> [TO DO]:
Drop every picture and give the entries back exactly.

> [RECORDS TO USE]:
※ ※ ※

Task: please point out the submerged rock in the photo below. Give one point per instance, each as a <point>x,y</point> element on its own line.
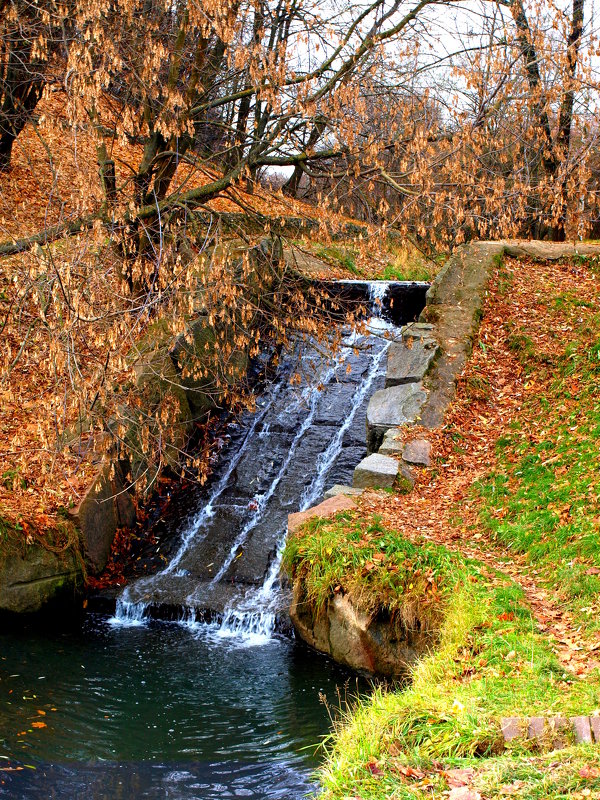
<point>368,642</point>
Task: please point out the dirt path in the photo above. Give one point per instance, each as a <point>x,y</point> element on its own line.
<point>491,394</point>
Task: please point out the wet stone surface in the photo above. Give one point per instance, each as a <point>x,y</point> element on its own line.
<point>302,440</point>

※ ※ ※

> [IN RESPONSE]:
Task: please point out the submerged rock in the photo below. Give one point per instance, each as a <point>x,y</point> element on its own line.
<point>368,642</point>
Task: please point out the dirt path in the photo above. Give one point per instance, each as a <point>x,y</point> element on its own line.
<point>491,394</point>
Task: please point out the wet stone surface in the photo above. Give one point per instance, each as a <point>x,y</point> element on its own line.
<point>302,440</point>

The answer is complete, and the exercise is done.